§ What to produce
Write out every entry exactly as it appears.

********

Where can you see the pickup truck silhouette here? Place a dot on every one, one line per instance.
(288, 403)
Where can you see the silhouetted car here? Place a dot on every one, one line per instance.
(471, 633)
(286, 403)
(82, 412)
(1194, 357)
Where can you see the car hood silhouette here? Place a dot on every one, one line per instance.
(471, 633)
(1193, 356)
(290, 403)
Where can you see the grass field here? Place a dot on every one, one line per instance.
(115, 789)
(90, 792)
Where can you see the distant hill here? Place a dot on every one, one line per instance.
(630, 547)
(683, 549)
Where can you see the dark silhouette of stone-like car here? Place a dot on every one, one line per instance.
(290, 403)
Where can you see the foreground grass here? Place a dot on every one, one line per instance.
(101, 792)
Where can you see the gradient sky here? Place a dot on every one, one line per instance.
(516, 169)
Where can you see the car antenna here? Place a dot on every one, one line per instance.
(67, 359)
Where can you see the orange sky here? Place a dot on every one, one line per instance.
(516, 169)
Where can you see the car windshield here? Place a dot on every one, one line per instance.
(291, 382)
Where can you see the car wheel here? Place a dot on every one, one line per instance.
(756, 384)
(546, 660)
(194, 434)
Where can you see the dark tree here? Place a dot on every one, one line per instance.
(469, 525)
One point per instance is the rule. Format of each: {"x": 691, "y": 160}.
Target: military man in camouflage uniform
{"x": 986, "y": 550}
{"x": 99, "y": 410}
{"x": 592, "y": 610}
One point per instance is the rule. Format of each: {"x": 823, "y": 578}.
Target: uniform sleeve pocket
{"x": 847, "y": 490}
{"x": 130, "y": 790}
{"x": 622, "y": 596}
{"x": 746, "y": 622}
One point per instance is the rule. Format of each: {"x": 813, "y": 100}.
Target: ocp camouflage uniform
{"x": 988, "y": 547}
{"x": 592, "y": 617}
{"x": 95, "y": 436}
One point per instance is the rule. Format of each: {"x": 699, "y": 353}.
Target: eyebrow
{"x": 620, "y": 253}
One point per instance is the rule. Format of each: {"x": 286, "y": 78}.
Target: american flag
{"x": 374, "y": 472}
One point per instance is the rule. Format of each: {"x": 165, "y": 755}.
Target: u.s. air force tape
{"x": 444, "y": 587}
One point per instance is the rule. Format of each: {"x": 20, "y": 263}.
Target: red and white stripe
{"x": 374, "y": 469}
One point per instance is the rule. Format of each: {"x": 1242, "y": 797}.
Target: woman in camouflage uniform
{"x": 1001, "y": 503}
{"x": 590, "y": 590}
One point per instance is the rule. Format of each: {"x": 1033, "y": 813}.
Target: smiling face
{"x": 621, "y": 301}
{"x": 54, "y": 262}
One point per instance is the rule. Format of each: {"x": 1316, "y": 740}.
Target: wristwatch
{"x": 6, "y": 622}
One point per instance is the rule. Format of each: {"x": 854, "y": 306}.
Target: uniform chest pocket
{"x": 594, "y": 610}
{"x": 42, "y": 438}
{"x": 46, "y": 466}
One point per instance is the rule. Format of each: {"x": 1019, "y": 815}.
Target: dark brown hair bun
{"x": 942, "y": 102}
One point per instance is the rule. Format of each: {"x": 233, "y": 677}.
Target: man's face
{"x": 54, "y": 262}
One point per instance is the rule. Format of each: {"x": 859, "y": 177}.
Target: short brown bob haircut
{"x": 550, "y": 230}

********

§ Result
Where can you see the pickup truck silhouette here? Place a dot on every one, one line per instance.
(288, 403)
Where can you see the silhouetted car here? Place a dot on every one, one line per instance.
(471, 633)
(286, 403)
(82, 412)
(1194, 357)
Where can you see the car hood silhouette here? Place a dot on every one, one line per instance.
(471, 633)
(1193, 356)
(290, 403)
Where can you see the grass field here? Place a dot on every one, one line per instance.
(115, 789)
(90, 792)
Where can you see the distant hill here? Place a dot on every one, one line per instance.
(630, 547)
(683, 549)
Where can you see the dark silhouette of stone-like car here? Place a dot on every one, one line per instance.
(290, 403)
Where can you see the foreground grass here? Place a dot on every one, one line per instance.
(101, 792)
Where can you see the gradient sky here? Place a dot on every one, one line per instance.
(516, 169)
Where can you see the car antenna here? Place a dot on every one, one line per instance.
(67, 359)
Where can you see the orange sky here? Place a dot on every one, one line per instance.
(516, 169)
Where can you see the car windshield here? Place a dot on every one, one line per instance.
(291, 382)
Where can you see the car wheel here? Place a dot on every one, one line per instance.
(756, 384)
(546, 660)
(194, 434)
Where can you see the dark tree here? Place a dot on every one, one line per instance.
(469, 525)
One point per instance is the rule. Format of each: {"x": 691, "y": 160}.
Target: military man in camouflage uniform
{"x": 986, "y": 550}
{"x": 99, "y": 410}
{"x": 592, "y": 610}
One point per instance is the rule. Format of each: {"x": 823, "y": 578}.
Target: uniform sleeve pocket
{"x": 847, "y": 490}
{"x": 130, "y": 790}
{"x": 622, "y": 596}
{"x": 746, "y": 622}
One point per instance is the rule. Format of each: {"x": 813, "y": 100}.
Target: ocp camouflage uniform
{"x": 988, "y": 547}
{"x": 592, "y": 617}
{"x": 95, "y": 436}
One point per instance is the rule. Format of each: {"x": 699, "y": 353}.
Target: eyebrow
{"x": 620, "y": 253}
One point per instance is the rule. Format of each: {"x": 286, "y": 78}.
Target: american flag
{"x": 374, "y": 472}
One point per instance is the rule. Format of each: {"x": 165, "y": 755}.
Target: u.s. air force tape
{"x": 444, "y": 587}
One point per instance is the rule. Format of each: {"x": 20, "y": 263}.
Target: red and white stripe
{"x": 374, "y": 469}
One point per instance is the rule. Format of each: {"x": 1242, "y": 797}.
Target: woman in camouflage uniform
{"x": 1001, "y": 503}
{"x": 590, "y": 590}
One point per instance is the rule. Format of each: {"x": 1033, "y": 813}.
Target: smiling face
{"x": 621, "y": 301}
{"x": 54, "y": 262}
One point per instance is the rule. Format of each: {"x": 1316, "y": 740}.
Target: wristwatch
{"x": 6, "y": 622}
One point per instance is the rule. Format of each: {"x": 854, "y": 306}.
Target: uniform chest pocket
{"x": 594, "y": 610}
{"x": 42, "y": 438}
{"x": 46, "y": 466}
One point per instance is the rule. Format of each: {"x": 1019, "y": 815}.
Target: dark brown hair bun
{"x": 942, "y": 102}
One point per instance is the rule. Format of each: {"x": 233, "y": 677}.
Target: man's face
{"x": 54, "y": 262}
One point per instance is the rule. Format of each: {"x": 859, "y": 177}.
Target: short brown bob haircut
{"x": 550, "y": 230}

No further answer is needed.